>> begin Data supplied
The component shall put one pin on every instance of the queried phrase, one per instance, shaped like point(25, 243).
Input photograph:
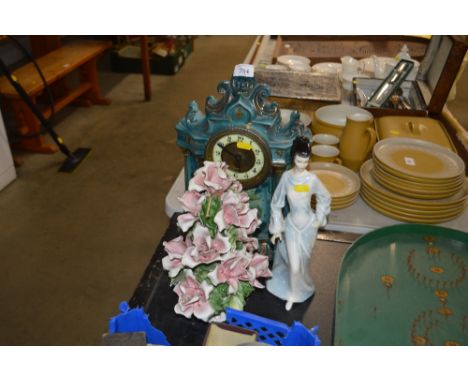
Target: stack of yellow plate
point(417, 168)
point(342, 183)
point(413, 210)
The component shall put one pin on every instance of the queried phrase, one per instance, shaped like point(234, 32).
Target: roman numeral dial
point(246, 154)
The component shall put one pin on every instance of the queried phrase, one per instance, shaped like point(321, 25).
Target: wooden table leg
point(88, 74)
point(29, 129)
point(145, 65)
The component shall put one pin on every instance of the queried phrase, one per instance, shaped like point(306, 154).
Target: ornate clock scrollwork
point(213, 105)
point(259, 96)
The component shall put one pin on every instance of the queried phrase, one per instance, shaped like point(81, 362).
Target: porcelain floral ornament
point(216, 263)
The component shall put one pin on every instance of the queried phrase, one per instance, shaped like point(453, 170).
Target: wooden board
point(331, 48)
point(300, 85)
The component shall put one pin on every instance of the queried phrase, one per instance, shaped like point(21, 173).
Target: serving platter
point(404, 285)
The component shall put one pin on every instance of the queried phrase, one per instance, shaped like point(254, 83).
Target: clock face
point(246, 154)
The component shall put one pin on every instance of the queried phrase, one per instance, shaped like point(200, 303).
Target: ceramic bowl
point(332, 119)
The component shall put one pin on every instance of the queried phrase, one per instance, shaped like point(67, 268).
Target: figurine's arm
point(278, 201)
point(323, 198)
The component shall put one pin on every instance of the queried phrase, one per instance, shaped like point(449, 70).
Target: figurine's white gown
point(291, 280)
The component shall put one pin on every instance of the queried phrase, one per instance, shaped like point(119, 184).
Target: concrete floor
point(72, 246)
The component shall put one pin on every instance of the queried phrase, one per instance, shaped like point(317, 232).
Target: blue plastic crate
point(136, 320)
point(274, 332)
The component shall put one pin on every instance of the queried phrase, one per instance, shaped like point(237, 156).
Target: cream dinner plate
point(339, 180)
point(370, 182)
point(410, 211)
point(436, 187)
point(405, 177)
point(411, 191)
point(418, 158)
point(401, 207)
point(409, 217)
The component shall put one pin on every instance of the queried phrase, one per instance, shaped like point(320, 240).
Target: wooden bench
point(56, 65)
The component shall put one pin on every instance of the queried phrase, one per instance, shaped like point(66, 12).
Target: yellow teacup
point(325, 139)
point(325, 153)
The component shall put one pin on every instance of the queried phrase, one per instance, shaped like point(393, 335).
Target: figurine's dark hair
point(301, 147)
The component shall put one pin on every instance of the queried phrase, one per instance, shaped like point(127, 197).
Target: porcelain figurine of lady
point(297, 231)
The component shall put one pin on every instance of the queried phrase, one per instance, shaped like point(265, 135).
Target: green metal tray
point(404, 285)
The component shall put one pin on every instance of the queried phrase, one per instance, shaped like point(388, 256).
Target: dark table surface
point(154, 294)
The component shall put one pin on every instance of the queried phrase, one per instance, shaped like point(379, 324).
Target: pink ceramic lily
point(231, 271)
point(206, 249)
point(193, 298)
point(175, 249)
point(211, 178)
point(186, 221)
point(258, 267)
point(191, 201)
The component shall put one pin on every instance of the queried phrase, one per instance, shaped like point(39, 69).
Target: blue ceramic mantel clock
point(244, 130)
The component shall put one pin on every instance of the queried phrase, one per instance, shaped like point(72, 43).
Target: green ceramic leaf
point(202, 270)
point(219, 297)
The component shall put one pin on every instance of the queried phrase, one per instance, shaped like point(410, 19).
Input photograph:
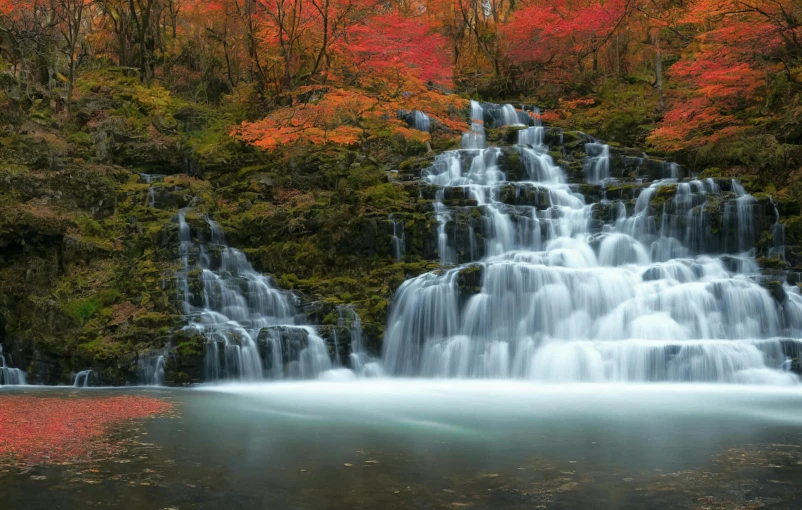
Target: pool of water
point(395, 443)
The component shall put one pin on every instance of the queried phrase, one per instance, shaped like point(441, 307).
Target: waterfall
point(252, 329)
point(10, 376)
point(557, 291)
point(82, 379)
point(420, 121)
point(150, 179)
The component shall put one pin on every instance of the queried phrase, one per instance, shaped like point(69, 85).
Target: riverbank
point(436, 444)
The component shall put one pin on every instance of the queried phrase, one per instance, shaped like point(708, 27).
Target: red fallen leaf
point(37, 430)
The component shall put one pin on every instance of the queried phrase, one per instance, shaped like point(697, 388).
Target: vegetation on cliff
point(281, 120)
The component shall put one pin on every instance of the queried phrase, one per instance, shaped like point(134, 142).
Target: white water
point(82, 379)
point(10, 376)
point(560, 300)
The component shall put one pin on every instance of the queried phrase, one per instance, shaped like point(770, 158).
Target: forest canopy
point(686, 77)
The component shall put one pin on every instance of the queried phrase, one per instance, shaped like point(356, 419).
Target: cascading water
point(10, 376)
point(421, 121)
point(252, 330)
point(150, 179)
point(597, 165)
point(82, 379)
point(564, 290)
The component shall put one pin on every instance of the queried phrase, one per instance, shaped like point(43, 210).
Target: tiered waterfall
point(552, 287)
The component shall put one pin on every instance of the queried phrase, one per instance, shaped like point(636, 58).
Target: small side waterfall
point(10, 376)
point(399, 239)
point(252, 329)
point(597, 164)
point(82, 379)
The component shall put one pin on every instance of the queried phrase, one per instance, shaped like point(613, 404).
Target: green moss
point(81, 310)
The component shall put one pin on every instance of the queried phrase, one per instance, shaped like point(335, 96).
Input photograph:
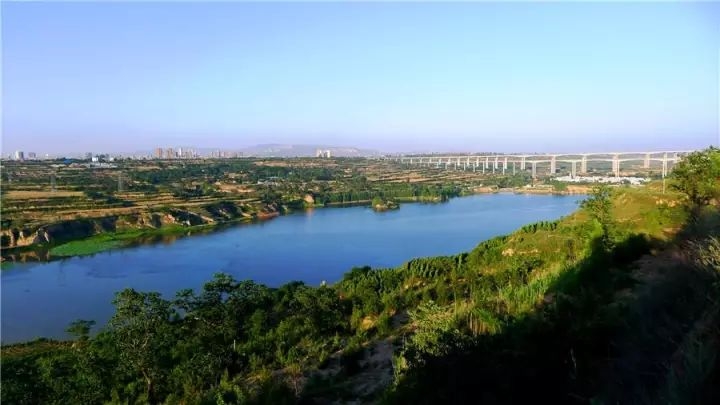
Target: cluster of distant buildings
point(191, 153)
point(172, 153)
point(324, 153)
point(20, 155)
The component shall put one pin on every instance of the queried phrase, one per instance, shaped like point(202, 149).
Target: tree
point(599, 206)
point(698, 176)
point(141, 327)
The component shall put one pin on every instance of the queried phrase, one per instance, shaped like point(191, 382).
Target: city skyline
point(463, 77)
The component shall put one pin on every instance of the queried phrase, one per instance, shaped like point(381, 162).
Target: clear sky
point(561, 76)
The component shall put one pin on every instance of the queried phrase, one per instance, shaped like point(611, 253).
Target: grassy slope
point(580, 325)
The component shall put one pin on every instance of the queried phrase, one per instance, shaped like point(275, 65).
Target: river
point(41, 299)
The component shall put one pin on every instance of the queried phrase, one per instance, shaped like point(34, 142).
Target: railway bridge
point(576, 163)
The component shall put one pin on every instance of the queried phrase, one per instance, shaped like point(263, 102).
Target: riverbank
point(109, 240)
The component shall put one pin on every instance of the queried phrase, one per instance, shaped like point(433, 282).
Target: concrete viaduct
point(578, 161)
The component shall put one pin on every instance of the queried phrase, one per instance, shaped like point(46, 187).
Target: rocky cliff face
point(86, 227)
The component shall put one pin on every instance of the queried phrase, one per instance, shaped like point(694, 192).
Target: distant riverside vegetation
point(615, 303)
point(62, 208)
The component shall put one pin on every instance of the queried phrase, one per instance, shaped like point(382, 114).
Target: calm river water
point(41, 299)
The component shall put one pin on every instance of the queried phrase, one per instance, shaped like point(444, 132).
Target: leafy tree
point(599, 206)
point(698, 176)
point(141, 327)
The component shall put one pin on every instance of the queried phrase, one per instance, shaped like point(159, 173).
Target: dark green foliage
point(698, 176)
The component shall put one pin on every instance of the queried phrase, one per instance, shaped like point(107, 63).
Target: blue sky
point(560, 76)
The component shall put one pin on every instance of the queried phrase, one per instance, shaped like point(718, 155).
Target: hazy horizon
point(395, 77)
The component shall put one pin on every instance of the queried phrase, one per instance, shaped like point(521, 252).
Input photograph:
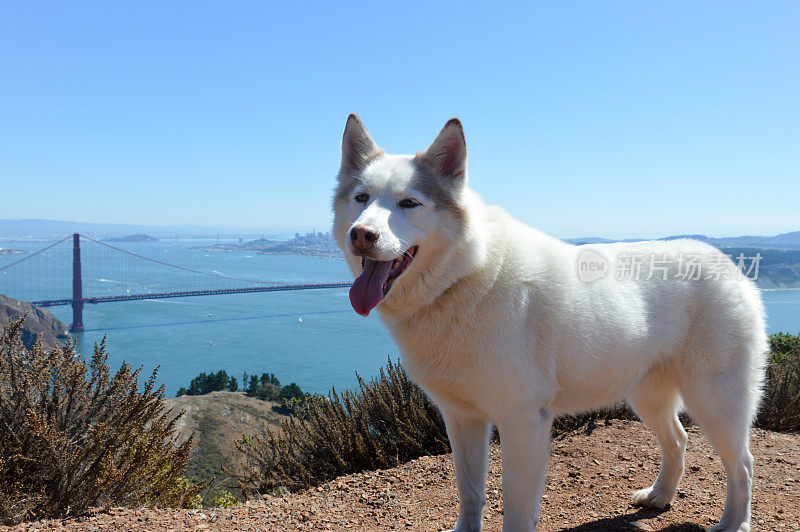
>> end Data supplied
> [Work to be completed]
Reproduce all of the rows above verbatim, leaving out the pictures.

> [Worked solution]
The component shall put one pin on every instance of the queried phrase, one per instance, shaped like point(25, 243).
Input photograph:
Target: stack of yellow plate
point(417, 168)
point(342, 183)
point(413, 210)
The component shall put one pin on every instance of the queried phrase, one per instance, shaped like point(234, 32).
Target: roman numeral dial
point(246, 154)
The component shall put one pin on every instance of the queried phrase, one per instance, shaped like point(321, 25).
Target: wooden table leg
point(88, 74)
point(29, 129)
point(145, 65)
The component shall put one pin on every instance of the queried phrase, one per instance, shaped like point(306, 154).
Target: ornate clock scrollwork
point(213, 105)
point(259, 96)
The component shall put one pin on every instance of the queried phrase, one per instance, shaped like point(81, 362).
Target: porcelain floral ornament
point(216, 263)
The component shall put one pin on every instance of the queried phrase, one per instance, shaped like point(453, 170).
Target: wooden board
point(331, 48)
point(300, 85)
The component shall put one pin on every instance of the queried phrase, one per instance, shaped like point(21, 173).
Target: serving platter
point(404, 285)
The component shall put one pin on every instance of the queried phrase, one per instance, shaped like point(254, 83).
Target: clock face
point(246, 154)
The component shall put one pin on every instance of the queried phrase, one per instance, shaped like point(200, 303).
Target: ceramic bowl
point(332, 119)
The component shall put one pin on every instance of the queried phrase, one per instance, shaped like point(67, 268).
Target: figurine's arm
point(278, 201)
point(323, 198)
The component shall put one pin on every instance of the queried phrase, one per instance, shaped like point(449, 70).
Target: figurine's white gown
point(291, 280)
The component shall put one pin on every instance of the queried phrase, one per instance, shaped like point(119, 184).
Target: concrete floor
point(72, 246)
The component shall put one pin on every instance of the queried phrase, one per instance, shaped like point(317, 232).
Target: blue plastic crate
point(136, 320)
point(274, 332)
The component shall put one pin on every instance of the queried phrase, one per instance, shaped like point(237, 156).
Target: cream dinner plate
point(339, 180)
point(370, 182)
point(410, 211)
point(436, 187)
point(405, 177)
point(411, 191)
point(418, 158)
point(401, 207)
point(409, 217)
The component shall put one pin on every instance of the queried phrase, one per instance, shaped like point(320, 240).
Target: wooden bench
point(56, 65)
The component shall put one pin on every instance of the queried phrase, one per instance, shaped like point(66, 12).
Target: yellow teacup
point(325, 139)
point(325, 153)
The component shall put one pin on every instance of the queried phrase, one per instance, shaped like point(393, 335).
Target: figurine's dark hair
point(301, 147)
The component shall put one pin on every instance of the queried phrase, one per instance, shaped like point(127, 197).
Target: porcelain figurine of lady
point(297, 231)
The component shall put one pin on every instance of the queried phrase, one per instance, shaped like point(265, 135).
Target: green metal tray
point(404, 285)
The component shall put one pin on every instance of the queried phrase, one per instance, shaped like point(388, 256).
Target: dark table surface
point(154, 294)
The component shall put one pin on every instance of the queried phrase, one per instance, shaped like point(379, 324).
Target: pink ceramic lily
point(231, 271)
point(206, 249)
point(193, 298)
point(175, 249)
point(211, 178)
point(186, 221)
point(258, 267)
point(191, 201)
The component shall put one pin on every instance of the queried phrase, one per instance, shaped like point(39, 69).
Target: blue ceramic mantel clock
point(244, 130)
The component shall put one pin on every instance of the queried phrase, one per instance, shaped like point(72, 43).
Target: green ceramic leaf
point(202, 270)
point(219, 297)
The component shall put one pin on every instance of the queried phrase, one per instance, shaped like point(410, 19).
Input photograph:
Target: pool of water
point(395, 443)
The component shall put one pin on every instance of the queried phrase, one per instance, shaped like point(441, 307).
Target: waterfall
point(252, 329)
point(10, 376)
point(557, 291)
point(82, 379)
point(420, 121)
point(150, 179)
The component shall put one pin on every instance of the queried phrase, one per instance, shaped like point(69, 85).
Target: riverbank
point(436, 444)
The component shall put one pin on every instance of the queried phrase, one per instance, shaped like point(708, 27).
Target: red fallen leaf
point(37, 430)
The component shall put one pin on every instance of the queried phrase, one per instance, shaped like point(697, 388).
Target: vegetation on cliff
point(281, 120)
The component shall put one pin on every instance of the queried phrase, one per instance, shaped like point(134, 142).
Target: white water
point(82, 379)
point(10, 376)
point(560, 300)
The component shall put one pin on every instance of the queried phrase, one per instance, shaped like point(770, 158).
Target: forest canopy
point(686, 77)
The component shall put one pin on every instance of the queried phrase, one per instance, shaped like point(356, 419).
Target: cascading water
point(10, 376)
point(421, 121)
point(252, 330)
point(150, 179)
point(597, 165)
point(82, 379)
point(564, 290)
The component shall put one pin on every instance of the queried phrase, one per instance, shaped like point(43, 210).
Target: tiered waterfall
point(552, 287)
The component shall put one pin on every instance of the queried phrase, one per instance, shaped like point(636, 58).
Target: small side waterfall
point(10, 376)
point(399, 239)
point(252, 329)
point(597, 164)
point(82, 379)
The component shall put one pin on every instance of the queried phrase, one per instance, shaped like point(613, 404).
Target: green moss
point(81, 310)
The component shall put one pin on every instance of the queried phrase, one per instance, shaped like point(335, 96).
Input photograph:
Target: cluster of distant buildings
point(191, 153)
point(172, 153)
point(324, 153)
point(20, 155)
The component shall put one pin on every instance of the queried phrase, one per instance, shaped like point(202, 149).
Target: tree
point(599, 206)
point(698, 176)
point(141, 327)
The component shall put one pin on every instance of the queried phrase, one per instance, shaped like point(191, 382).
Target: city skyline
point(463, 77)
The component shall put one pin on every instance of the queried phrase, one per instance, shaped like point(381, 162).
Target: clear sky
point(561, 76)
The component shall put one pin on every instance of the queried phrase, one per instance, shaped like point(611, 253).
Target: grassy slope
point(580, 325)
The component shall put one pin on every instance of the queried phrase, one per instance, shaped like point(275, 65).
Target: river
point(41, 299)
The component shall put one pin on every instance of the queried phrase, one per instance, shaped like point(34, 142).
Target: railway bridge
point(576, 163)
The component shall put one pin on every instance of the queried phrase, one per instance, shaped like point(263, 102).
Target: riverbank
point(109, 240)
The component shall put one pin on every instance of the queried phrase, one per instance, shaped like point(433, 282).
Target: concrete viaduct
point(578, 161)
The component shall put one pin on every instance of the queried phrase, one per instance, shaped like point(46, 187).
Target: rocky cliff face
point(86, 227)
The component shall put one pin on every instance of the queried phrase, one per instance, shaped like point(694, 192).
Target: distant riverside vegetation
point(615, 303)
point(62, 208)
The component shall put one pin on every instance of the queried phrase, one per instance, shaped like point(382, 114).
Target: calm river water
point(41, 299)
The component shall put one pin on every instance of the queried phrase, one per instance, shaped like point(444, 132).
Target: leafy tree
point(599, 206)
point(698, 176)
point(141, 327)
The component shall put one pin on every instance of the queried phrase, one per instance, shaped like point(159, 173).
Target: dark green foliage
point(698, 176)
The component shall put one pin on every instance of the queried phrase, one per instance, shaped like point(107, 63).
Target: blue sky
point(560, 76)
The component shall put one pin on every instance of the queried phrase, one per instance, shaped like point(718, 155).
Target: hazy horizon
point(395, 77)
The component shall put one pin on every instance of the queried phrase, one per instance, shaped like point(521, 252).
Input photograph:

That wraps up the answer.